Task details: Copy the items from the line with "black throat patch." through the end of the items, both included, keeping every line. Scale each coordinate in the answers by 1.5 and round it to a whole number, with halves rounded up.

Named object pointing items
* START *

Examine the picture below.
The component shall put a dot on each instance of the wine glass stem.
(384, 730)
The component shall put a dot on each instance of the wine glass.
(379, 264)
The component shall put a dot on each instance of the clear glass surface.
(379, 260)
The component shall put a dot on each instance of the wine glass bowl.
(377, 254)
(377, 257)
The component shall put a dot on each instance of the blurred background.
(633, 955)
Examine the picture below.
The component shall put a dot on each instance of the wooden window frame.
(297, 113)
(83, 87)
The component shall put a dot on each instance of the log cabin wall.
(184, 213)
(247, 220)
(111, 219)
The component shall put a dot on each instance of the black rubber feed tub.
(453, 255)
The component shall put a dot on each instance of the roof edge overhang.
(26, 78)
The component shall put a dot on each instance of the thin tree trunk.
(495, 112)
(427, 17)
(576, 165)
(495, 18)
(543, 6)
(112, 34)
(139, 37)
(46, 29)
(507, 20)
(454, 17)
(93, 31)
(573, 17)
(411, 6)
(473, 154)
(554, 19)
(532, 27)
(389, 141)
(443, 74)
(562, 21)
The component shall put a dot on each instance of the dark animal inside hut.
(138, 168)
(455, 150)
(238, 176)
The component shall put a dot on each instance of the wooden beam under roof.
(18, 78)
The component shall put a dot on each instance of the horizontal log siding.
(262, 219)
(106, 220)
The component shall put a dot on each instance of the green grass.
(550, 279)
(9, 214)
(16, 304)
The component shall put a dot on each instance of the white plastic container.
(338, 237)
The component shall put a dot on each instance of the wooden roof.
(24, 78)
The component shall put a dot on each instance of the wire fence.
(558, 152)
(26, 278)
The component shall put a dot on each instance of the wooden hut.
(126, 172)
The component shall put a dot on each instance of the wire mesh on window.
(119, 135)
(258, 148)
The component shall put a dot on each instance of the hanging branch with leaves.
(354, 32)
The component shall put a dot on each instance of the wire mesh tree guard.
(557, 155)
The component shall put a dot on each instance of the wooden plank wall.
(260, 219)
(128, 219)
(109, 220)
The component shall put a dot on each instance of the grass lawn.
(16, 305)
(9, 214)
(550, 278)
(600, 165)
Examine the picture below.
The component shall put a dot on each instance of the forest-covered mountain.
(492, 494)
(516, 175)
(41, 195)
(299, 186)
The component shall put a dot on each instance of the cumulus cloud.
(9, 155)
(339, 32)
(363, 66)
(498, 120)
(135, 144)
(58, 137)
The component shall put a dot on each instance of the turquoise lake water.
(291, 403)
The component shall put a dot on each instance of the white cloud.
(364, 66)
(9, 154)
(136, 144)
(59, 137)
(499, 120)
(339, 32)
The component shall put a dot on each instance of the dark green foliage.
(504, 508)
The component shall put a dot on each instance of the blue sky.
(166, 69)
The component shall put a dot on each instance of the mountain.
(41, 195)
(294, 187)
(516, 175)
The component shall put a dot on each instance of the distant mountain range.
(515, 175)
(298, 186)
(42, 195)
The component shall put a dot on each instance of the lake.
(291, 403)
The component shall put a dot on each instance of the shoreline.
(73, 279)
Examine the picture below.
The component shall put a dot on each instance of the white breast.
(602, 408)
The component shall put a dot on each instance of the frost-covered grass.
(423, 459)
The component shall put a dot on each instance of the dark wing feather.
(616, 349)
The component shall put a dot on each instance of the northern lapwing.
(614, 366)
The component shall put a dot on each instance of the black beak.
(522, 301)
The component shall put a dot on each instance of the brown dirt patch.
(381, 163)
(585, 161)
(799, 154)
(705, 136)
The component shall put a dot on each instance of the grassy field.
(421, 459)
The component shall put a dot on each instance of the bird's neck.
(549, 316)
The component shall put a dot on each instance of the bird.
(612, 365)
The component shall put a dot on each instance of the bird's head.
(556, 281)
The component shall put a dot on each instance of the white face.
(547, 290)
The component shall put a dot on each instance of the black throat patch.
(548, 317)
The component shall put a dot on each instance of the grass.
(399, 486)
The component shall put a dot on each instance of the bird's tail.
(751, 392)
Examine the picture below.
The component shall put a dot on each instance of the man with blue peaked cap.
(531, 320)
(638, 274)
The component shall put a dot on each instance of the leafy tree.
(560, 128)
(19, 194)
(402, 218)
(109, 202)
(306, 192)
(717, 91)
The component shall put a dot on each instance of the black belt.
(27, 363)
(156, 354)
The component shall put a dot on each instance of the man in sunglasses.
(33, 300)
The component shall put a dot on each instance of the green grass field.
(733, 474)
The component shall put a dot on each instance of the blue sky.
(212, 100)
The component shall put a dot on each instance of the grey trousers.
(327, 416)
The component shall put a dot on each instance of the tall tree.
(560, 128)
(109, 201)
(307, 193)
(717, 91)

* END *

The response:
The component shall put a dot on each instance of the black throat patch.
(822, 476)
The component shall put a dot on each instance of the grass.
(599, 729)
The component shall put a dot on each instance of the bird's tail.
(1127, 588)
Examine the picture below.
The component shall put a dot on each instance of the man with blue peaked cap.
(797, 480)
(957, 411)
The component shall put a dot on each instance of the leafy tree.
(840, 192)
(29, 291)
(603, 327)
(164, 303)
(459, 288)
(1076, 137)
The component shall put a dot on each instance of the black belt.
(41, 545)
(234, 531)
The component shall put a dot on each instance of the man in sunglasses.
(50, 450)
The component shall put a dot on each instance of the green grass field.
(1100, 711)
The component shall put a dot on each instance of the blue sky.
(318, 150)
The component shall put a dot on each instance of the grey trousers.
(491, 624)
The component shall put a dot on each instance of the tall tree.
(840, 192)
(164, 302)
(461, 290)
(1076, 137)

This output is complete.